Content starts

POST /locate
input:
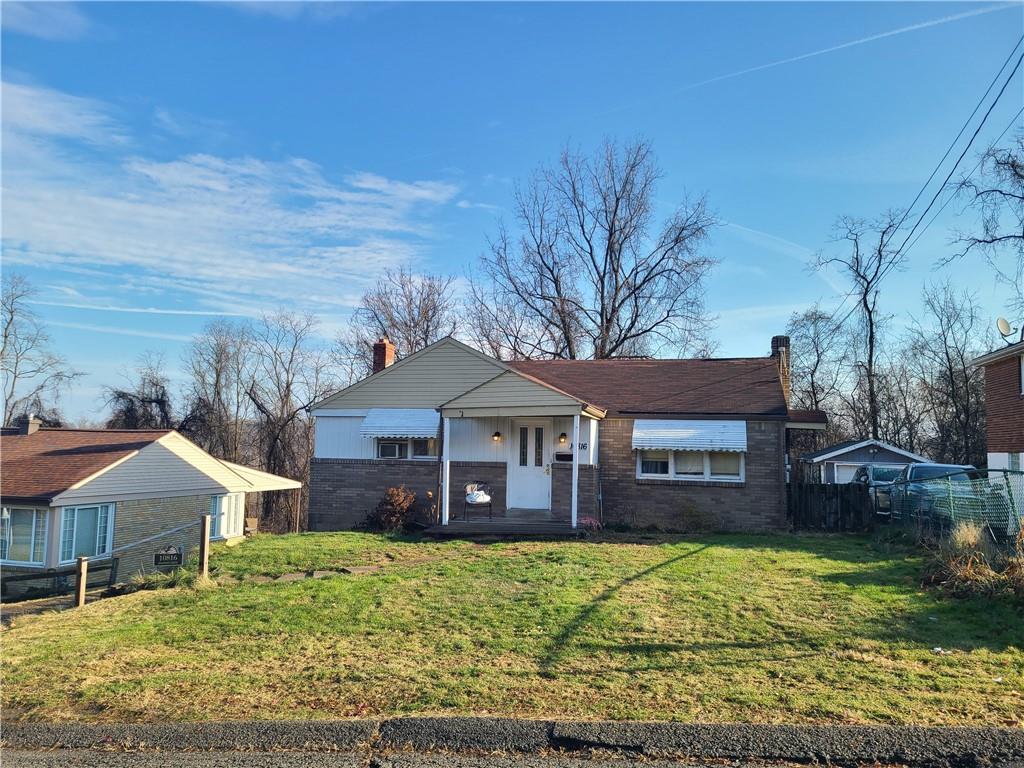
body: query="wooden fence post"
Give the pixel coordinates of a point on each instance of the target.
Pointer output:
(81, 573)
(204, 546)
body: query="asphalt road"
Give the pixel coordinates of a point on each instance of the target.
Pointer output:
(97, 759)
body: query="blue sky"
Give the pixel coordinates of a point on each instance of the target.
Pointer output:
(166, 163)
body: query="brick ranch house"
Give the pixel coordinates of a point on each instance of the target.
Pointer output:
(1005, 406)
(673, 443)
(124, 494)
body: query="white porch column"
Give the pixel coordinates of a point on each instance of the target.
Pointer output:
(576, 466)
(445, 468)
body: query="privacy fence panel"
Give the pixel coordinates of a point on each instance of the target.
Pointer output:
(839, 508)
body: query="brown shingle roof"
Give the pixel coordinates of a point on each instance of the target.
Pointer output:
(741, 386)
(41, 465)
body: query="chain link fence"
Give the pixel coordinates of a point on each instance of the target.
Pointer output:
(991, 499)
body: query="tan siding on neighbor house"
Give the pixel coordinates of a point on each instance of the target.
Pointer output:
(427, 379)
(171, 466)
(140, 519)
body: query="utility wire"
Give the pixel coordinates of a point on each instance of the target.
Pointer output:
(900, 251)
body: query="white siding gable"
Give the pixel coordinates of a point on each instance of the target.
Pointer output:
(426, 379)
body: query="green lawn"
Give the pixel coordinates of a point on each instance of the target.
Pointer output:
(709, 629)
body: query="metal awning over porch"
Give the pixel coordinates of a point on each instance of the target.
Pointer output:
(399, 422)
(669, 434)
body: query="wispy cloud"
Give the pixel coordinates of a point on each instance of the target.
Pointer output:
(849, 44)
(292, 9)
(120, 331)
(136, 310)
(466, 204)
(238, 232)
(45, 19)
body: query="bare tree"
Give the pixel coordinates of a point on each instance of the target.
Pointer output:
(144, 402)
(870, 256)
(816, 371)
(412, 310)
(588, 275)
(997, 195)
(33, 374)
(290, 373)
(217, 402)
(940, 350)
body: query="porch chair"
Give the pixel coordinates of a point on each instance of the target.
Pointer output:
(477, 495)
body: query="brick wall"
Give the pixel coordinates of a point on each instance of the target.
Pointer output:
(343, 492)
(561, 491)
(758, 504)
(1005, 406)
(141, 518)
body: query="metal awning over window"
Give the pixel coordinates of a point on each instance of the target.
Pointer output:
(651, 434)
(399, 422)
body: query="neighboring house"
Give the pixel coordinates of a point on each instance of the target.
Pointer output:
(124, 494)
(676, 443)
(1005, 406)
(838, 463)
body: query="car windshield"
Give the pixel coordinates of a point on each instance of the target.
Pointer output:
(924, 473)
(886, 473)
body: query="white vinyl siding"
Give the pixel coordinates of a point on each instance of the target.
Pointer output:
(338, 437)
(688, 466)
(23, 536)
(511, 390)
(425, 380)
(226, 515)
(86, 530)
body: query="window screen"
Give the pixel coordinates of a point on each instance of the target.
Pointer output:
(654, 463)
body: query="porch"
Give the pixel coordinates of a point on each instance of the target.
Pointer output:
(532, 446)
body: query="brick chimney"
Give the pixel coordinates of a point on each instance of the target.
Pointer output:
(383, 353)
(780, 353)
(29, 424)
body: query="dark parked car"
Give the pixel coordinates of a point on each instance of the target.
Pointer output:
(937, 493)
(878, 478)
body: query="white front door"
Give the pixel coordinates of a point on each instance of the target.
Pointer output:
(529, 465)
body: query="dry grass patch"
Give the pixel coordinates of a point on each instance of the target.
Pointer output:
(713, 629)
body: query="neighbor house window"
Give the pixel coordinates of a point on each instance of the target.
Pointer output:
(226, 514)
(691, 465)
(392, 450)
(23, 536)
(416, 448)
(86, 531)
(654, 463)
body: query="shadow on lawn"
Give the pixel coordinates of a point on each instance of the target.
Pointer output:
(571, 629)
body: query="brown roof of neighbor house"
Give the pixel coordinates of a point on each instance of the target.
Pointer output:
(742, 386)
(39, 466)
(808, 417)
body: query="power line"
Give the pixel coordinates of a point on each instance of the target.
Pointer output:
(961, 133)
(900, 251)
(973, 171)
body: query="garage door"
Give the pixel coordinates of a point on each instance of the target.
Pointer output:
(845, 472)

Content ends

*Requirement:*
Your task is to copy each line of the entries that includes the word "lawn".

*Exercise answer:*
body: query="green lawn"
body: query="shadow on lawn"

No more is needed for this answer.